### Problem
Convert the rows below into a JSON list of strings, one string per line, and omit any blank lines.
========================================================================
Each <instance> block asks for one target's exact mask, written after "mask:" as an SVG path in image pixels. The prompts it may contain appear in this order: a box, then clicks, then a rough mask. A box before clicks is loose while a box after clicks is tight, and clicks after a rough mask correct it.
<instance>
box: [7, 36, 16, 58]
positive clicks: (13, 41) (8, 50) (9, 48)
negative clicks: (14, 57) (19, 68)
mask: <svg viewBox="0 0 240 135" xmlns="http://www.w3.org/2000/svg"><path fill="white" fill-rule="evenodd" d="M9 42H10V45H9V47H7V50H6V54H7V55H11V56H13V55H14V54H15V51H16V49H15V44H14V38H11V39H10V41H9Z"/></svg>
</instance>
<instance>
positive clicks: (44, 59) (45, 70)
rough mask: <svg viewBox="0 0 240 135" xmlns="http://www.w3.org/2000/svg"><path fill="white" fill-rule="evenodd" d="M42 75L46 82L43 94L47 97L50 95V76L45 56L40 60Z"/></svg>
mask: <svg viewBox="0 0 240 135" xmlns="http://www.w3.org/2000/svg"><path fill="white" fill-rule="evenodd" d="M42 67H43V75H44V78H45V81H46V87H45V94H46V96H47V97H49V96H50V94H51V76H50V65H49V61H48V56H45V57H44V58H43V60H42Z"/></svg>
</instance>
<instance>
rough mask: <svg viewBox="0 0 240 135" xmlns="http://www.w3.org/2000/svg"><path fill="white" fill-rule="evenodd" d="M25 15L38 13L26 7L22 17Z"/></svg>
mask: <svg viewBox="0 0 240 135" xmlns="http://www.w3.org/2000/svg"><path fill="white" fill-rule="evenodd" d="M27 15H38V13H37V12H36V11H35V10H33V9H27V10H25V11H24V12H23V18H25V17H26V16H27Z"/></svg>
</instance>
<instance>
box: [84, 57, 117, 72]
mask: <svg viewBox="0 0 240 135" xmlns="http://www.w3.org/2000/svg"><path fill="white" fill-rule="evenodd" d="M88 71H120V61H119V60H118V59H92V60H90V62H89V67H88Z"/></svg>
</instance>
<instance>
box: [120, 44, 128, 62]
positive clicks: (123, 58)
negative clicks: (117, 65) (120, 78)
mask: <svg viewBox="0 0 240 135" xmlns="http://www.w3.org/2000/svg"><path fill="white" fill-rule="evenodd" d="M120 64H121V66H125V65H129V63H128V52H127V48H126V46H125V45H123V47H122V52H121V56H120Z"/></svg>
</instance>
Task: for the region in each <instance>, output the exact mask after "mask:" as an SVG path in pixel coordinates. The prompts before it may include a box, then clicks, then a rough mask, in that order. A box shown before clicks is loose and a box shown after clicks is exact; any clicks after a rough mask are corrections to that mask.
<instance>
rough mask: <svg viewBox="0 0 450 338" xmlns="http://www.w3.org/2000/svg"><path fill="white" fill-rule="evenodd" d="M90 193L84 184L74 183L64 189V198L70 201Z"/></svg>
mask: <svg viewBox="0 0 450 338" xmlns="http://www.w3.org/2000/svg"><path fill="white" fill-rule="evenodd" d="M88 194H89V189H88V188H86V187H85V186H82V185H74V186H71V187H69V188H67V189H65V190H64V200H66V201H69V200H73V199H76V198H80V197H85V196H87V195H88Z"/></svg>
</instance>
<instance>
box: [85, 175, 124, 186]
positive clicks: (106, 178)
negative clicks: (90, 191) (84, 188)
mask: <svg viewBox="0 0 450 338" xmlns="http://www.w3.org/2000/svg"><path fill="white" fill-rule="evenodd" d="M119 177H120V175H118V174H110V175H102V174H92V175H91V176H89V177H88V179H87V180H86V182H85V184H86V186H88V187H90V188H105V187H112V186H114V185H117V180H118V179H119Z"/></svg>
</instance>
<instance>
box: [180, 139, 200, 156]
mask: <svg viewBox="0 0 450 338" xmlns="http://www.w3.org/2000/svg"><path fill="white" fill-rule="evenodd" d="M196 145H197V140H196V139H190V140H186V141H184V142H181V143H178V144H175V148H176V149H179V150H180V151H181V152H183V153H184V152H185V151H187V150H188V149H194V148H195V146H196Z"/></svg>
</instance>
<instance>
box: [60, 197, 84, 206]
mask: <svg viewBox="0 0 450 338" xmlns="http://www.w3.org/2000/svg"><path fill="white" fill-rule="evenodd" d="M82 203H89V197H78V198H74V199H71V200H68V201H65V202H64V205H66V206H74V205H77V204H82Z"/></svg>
========================================================================
### Expected answer
[
  "Each <instance> block asks for one target's exact mask, written after \"mask:\" as an SVG path in image pixels. The prompts it may contain appear in this order: a box, then clicks, then a rough mask. A box before clicks is loose while a box after clicks is tight, and clicks after a rough mask correct it.",
  "<instance>",
  "box: [7, 36, 16, 58]",
  "positive clicks: (13, 41) (8, 50) (9, 48)",
  "negative clicks: (14, 57) (19, 68)",
  "mask: <svg viewBox=\"0 0 240 135\" xmlns=\"http://www.w3.org/2000/svg\"><path fill=\"white\" fill-rule=\"evenodd\" d=\"M9 42H10V45H9V47H7V50H6V54H7V55H11V56H13V55H14V54H15V51H16V49H15V44H14V38H11V39H10V41H9Z\"/></svg>",
  "</instance>",
  "<instance>",
  "positive clicks: (44, 59) (45, 70)",
  "rough mask: <svg viewBox=\"0 0 240 135\" xmlns=\"http://www.w3.org/2000/svg\"><path fill=\"white\" fill-rule=\"evenodd\" d=\"M42 75L46 82L43 94L47 97L50 95V76L45 56L40 60Z\"/></svg>",
  "mask: <svg viewBox=\"0 0 240 135\" xmlns=\"http://www.w3.org/2000/svg\"><path fill=\"white\" fill-rule=\"evenodd\" d=\"M42 67H43V75H44V78H45V81H46V87H45V94H46V96H47V97H49V96H50V94H51V76H50V65H49V61H48V56H45V57H44V58H43V60H42Z\"/></svg>",
  "</instance>",
  "<instance>",
  "rough mask: <svg viewBox=\"0 0 240 135\" xmlns=\"http://www.w3.org/2000/svg\"><path fill=\"white\" fill-rule=\"evenodd\" d=\"M25 15L38 13L26 7L22 17Z\"/></svg>",
  "mask: <svg viewBox=\"0 0 240 135\" xmlns=\"http://www.w3.org/2000/svg\"><path fill=\"white\" fill-rule=\"evenodd\" d=\"M27 15H38V13H37V12H36V11H35V10H33V9H27V10H25V11H24V12H23V18H25V17H26V16H27Z\"/></svg>",
  "</instance>",
  "<instance>",
  "box: [84, 57, 117, 72]",
  "mask: <svg viewBox=\"0 0 240 135\" xmlns=\"http://www.w3.org/2000/svg\"><path fill=\"white\" fill-rule=\"evenodd\" d=\"M88 71H120V61H119V60H118V59H92V60H90V62H89V67H88Z\"/></svg>",
  "</instance>",
  "<instance>",
  "box: [120, 44, 128, 62]",
  "positive clicks: (123, 58)",
  "negative clicks: (117, 65) (120, 78)",
  "mask: <svg viewBox=\"0 0 240 135\" xmlns=\"http://www.w3.org/2000/svg\"><path fill=\"white\" fill-rule=\"evenodd\" d=\"M120 64H121V66H125V65H129V63H128V52H127V48H126V46H125V45H123V47H122V52H121V56H120Z\"/></svg>",
  "</instance>",
  "Task: for the region in each <instance>, output the exact mask after \"mask:\" as an SVG path in pixel coordinates. The prompts before it may include a box, then clicks, then a rough mask, in that order. A box shown before clicks is loose and a box shown after clicks is exact; any clicks after a rough mask are corrections to that mask.",
  "<instance>",
  "rough mask: <svg viewBox=\"0 0 450 338\" xmlns=\"http://www.w3.org/2000/svg\"><path fill=\"white\" fill-rule=\"evenodd\" d=\"M90 193L84 184L74 183L64 189V198L70 201Z\"/></svg>",
  "mask: <svg viewBox=\"0 0 450 338\" xmlns=\"http://www.w3.org/2000/svg\"><path fill=\"white\" fill-rule=\"evenodd\" d=\"M88 194H89V189H88V188H86V187H85V186H82V185H74V186H71V187H69V188H67V189H65V190H64V200H66V201H69V200H73V199H76V198H80V197H85V196H87V195H88Z\"/></svg>",
  "</instance>",
  "<instance>",
  "box: [85, 175, 124, 186]",
  "positive clicks: (106, 178)",
  "negative clicks: (90, 191) (84, 188)",
  "mask: <svg viewBox=\"0 0 450 338\" xmlns=\"http://www.w3.org/2000/svg\"><path fill=\"white\" fill-rule=\"evenodd\" d=\"M119 177H120V175H118V174H110V175H102V174H92V175H91V176H89V177H88V179H87V180H86V182H85V184H86V186H88V187H90V188H105V187H112V186H114V185H117V180H118V179H119Z\"/></svg>",
  "</instance>",
  "<instance>",
  "box: [180, 139, 200, 156]",
  "mask: <svg viewBox=\"0 0 450 338\" xmlns=\"http://www.w3.org/2000/svg\"><path fill=\"white\" fill-rule=\"evenodd\" d=\"M196 145H197V140H196V139H190V140H186V141H184V142H181V143H178V144H175V148H176V149H179V150H180V151H181V152H183V153H184V152H185V151H187V150H188V149H194V148H195V146H196Z\"/></svg>",
  "</instance>",
  "<instance>",
  "box: [60, 197, 84, 206]",
  "mask: <svg viewBox=\"0 0 450 338\" xmlns=\"http://www.w3.org/2000/svg\"><path fill=\"white\" fill-rule=\"evenodd\" d=\"M82 203H89V197H78V198H74V199H71V200H68V201H65V202H64V205H66V206H74V205H77V204H82Z\"/></svg>"
]